[Opening Information provided section]
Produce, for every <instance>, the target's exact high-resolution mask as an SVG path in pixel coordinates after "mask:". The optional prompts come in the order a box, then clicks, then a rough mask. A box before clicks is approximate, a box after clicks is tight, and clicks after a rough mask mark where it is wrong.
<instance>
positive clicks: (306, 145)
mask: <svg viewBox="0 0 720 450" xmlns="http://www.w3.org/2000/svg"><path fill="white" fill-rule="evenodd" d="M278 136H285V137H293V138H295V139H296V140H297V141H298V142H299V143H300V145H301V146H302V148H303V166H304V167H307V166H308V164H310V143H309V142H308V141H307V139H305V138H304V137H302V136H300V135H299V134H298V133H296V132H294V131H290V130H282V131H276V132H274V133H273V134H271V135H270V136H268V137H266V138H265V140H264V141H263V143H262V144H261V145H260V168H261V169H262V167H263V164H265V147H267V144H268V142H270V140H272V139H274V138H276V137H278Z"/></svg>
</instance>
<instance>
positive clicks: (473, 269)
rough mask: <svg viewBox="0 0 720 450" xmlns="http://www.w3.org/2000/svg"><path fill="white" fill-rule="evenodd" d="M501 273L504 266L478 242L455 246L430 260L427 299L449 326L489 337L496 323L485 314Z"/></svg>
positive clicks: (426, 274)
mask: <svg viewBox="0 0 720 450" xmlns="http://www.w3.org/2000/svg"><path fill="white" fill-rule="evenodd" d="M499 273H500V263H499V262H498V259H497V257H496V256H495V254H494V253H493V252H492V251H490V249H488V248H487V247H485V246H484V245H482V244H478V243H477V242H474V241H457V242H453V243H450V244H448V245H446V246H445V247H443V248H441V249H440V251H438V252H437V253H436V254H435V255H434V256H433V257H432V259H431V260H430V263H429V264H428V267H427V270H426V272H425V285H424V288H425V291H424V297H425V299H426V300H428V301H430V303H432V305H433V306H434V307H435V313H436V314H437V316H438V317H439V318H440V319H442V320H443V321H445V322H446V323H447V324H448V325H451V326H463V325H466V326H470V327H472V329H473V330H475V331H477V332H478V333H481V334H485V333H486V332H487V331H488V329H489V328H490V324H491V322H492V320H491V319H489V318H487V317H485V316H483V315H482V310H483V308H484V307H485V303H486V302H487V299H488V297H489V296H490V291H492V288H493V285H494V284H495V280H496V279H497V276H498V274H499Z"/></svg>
[Closing Information provided section]
§ **What you are asked to do**:
Copy each line in the listing where "instance" appears.

§ **Answer space**:
Produce, for every <instance>, the target's exact high-resolution mask as an SVG path in pixel coordinates after "mask:". The optional prompts come in the order a box, then clicks, then a rough mask. A box before clicks is approximate, a box after clicks is tight, and clicks after a rough mask mark where it is wrong.
<instance>
</instance>
<instance>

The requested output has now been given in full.